El programa que formaba parte del ciclo Palau 100 era realmente interesante, comenzando con el Concierto para piano núm. 25 en do mayor, KV 503 de W. A. Mozart, continuando con el Adagio de la Décima sinfoníade G. Mahler y concluyendo con el poema sinfónico Muerte y transfiguración, op. 24 de R. Strauss. La parte solista del concierto mozartiano corrió a cargo del espléndido pianista suizo Francesco Piemontesi, que tuvo una noche verdaderamente fantástica, regalando a la concurrencia una lectura simplemente redonda de uno de los conciertos más luminosos del genio de Salzburgo.
Ya había visitado nuestra ciudad Piemontesi y siempre ha dejado una gratísima impresión, por su extremo cuidado en los detalles y su musicalidad exquisita. La obra que en esta ocasión presentaba no es un bocado sencillo de digerir, pues estamos hablando de un concierto en el que Mozart da mayor peso a la orquesta y en el que el solista ha de mantener un cuidado equilibrio con ella. La inclusión de trompetas y cornos da una sonoridad luminosa al aparato orquestal y ello exige al solista brillar también, pero sin caer en los excesos. Piemontesi lució brillante y contundente en el Allegro maestoso inicial, articulando con mucho esmero en una sonoridad redonda y muy hermosa. El Andante fue un puro regalo de delicadeza y buen gusto; fue donde quizás Piemontesi pudo lucir mejor sus enormes dotes de relojero suizo para tejer con sumo esmero finísimas frases, donde cada nota es como una perla delicadamente colocada en el todo.

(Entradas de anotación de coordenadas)
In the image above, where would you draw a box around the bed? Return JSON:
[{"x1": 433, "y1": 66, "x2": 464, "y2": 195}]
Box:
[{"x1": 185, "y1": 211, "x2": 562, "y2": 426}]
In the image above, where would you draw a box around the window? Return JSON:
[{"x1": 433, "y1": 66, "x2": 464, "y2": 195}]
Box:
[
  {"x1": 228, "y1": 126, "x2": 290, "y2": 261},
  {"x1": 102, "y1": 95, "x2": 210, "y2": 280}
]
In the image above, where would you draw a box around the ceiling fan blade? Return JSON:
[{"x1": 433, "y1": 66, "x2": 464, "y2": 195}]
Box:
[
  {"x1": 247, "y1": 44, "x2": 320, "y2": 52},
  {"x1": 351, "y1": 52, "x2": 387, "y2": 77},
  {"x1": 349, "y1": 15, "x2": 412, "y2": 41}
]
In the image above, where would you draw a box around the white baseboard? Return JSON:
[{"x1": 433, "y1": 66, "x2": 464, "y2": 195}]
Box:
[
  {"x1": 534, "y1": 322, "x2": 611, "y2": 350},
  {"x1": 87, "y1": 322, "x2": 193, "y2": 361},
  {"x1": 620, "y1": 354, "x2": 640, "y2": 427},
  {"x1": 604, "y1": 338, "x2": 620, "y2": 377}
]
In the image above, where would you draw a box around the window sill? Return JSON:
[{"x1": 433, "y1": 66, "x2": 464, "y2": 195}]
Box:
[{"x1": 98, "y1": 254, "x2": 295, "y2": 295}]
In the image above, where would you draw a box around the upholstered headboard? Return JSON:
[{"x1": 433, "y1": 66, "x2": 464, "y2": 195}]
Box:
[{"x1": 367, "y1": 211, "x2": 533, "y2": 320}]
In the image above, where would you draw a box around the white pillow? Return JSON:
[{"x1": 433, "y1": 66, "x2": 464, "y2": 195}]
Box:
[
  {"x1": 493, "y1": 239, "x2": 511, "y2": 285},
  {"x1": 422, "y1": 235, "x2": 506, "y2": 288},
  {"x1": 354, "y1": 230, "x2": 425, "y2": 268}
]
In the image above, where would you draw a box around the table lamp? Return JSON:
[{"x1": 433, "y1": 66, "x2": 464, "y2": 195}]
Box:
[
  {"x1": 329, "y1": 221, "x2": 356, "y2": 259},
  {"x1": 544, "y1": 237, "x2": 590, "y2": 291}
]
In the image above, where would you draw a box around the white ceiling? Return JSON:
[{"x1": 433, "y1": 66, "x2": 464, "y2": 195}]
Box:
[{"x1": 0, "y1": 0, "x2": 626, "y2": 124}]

» **Lo que se pide**
(1) Según la reseña del concierto, ¿quién interpretó la parte solista de la obra de Mozart?
(2) Prolongue la reseña del concierto a partir del punto en que se detiene.
Los ítems no guardan relación alguna con la reseña del concierto.

» **Respuestas**
(1) El pianista suizo Francesco Piemontesi.

(2)
El Allegretto final, pese a estar escrito en modo menor, es una obra llena de vitalidad y fantasía, donde el maestro remató con autoridad una deliciosa lectura de la obra, que fue pertinentemente acompañado por una orquesta que, a ratos, se notó opaca y sin imaginación y que al final de la pieza finalmente encontró el camino y brilló con el solista.
Escuchar el Adagio de la Décima sinfonía de Mahler es como asomarse al abismo, un abismo impregnado de nostalgia y desesperación, las mismas que acompañaron a su autor en sus últimos días. Este movimiento fue el único que el maestro logró concluir de su malograda Décima sinfonía, y en él experimentó muy hábilmente con nuevas sonoridades y atrevidas combinaciones tímbricas, pero guardando y fortaleciendo las estructuras tradicionales. Es una obra que se asoma al futuro de manera evidente y audaz, pero sin perder su punto de apoyo en un glorioso pasado.
Pablo González, más allá del parecido físico que guarda con Mahler y que ha motivado más de una broma al respecto, es un director que entiende muy bien al compositor bohemio y supo hacerse con la orquesta a la que le imprimió su autoridad desde el inicio de la pieza. Mostrando una solidez conceptual envidiable, además de una sutileza y un saber hacer de altos vuelos, construyó una lectura impactante tanto en su delicado balance tímbrico como en su profundidad y solidez formal. González es, sin duda, una de nuestras mejores batutas nacionales y verlo al frente de una orquesta del nivel de la Filarmónica de Dresde reconforta, sobre todo por los buenos resultados obtenidos.
La velada culminó con ‘Muerte y transfiguración’, op. 24 de R. Strauss, una obra mítica de la literatura orquestal romántica y toda una prueba de fuego tanto para el director como para la orquesta. Pablo González supo cabalgar con determinación este brioso corcel y firmó una potente interpretación del poema straussiano. Así, por ejemplo, guió con decisión al grupo orquestal en el primer ‘allegro molto agitato’, construyendo sabiamente las tensiones exigidas por el pasaje y manteniendo y moldeando eficientemente las combinaciones tímbricas del mismo.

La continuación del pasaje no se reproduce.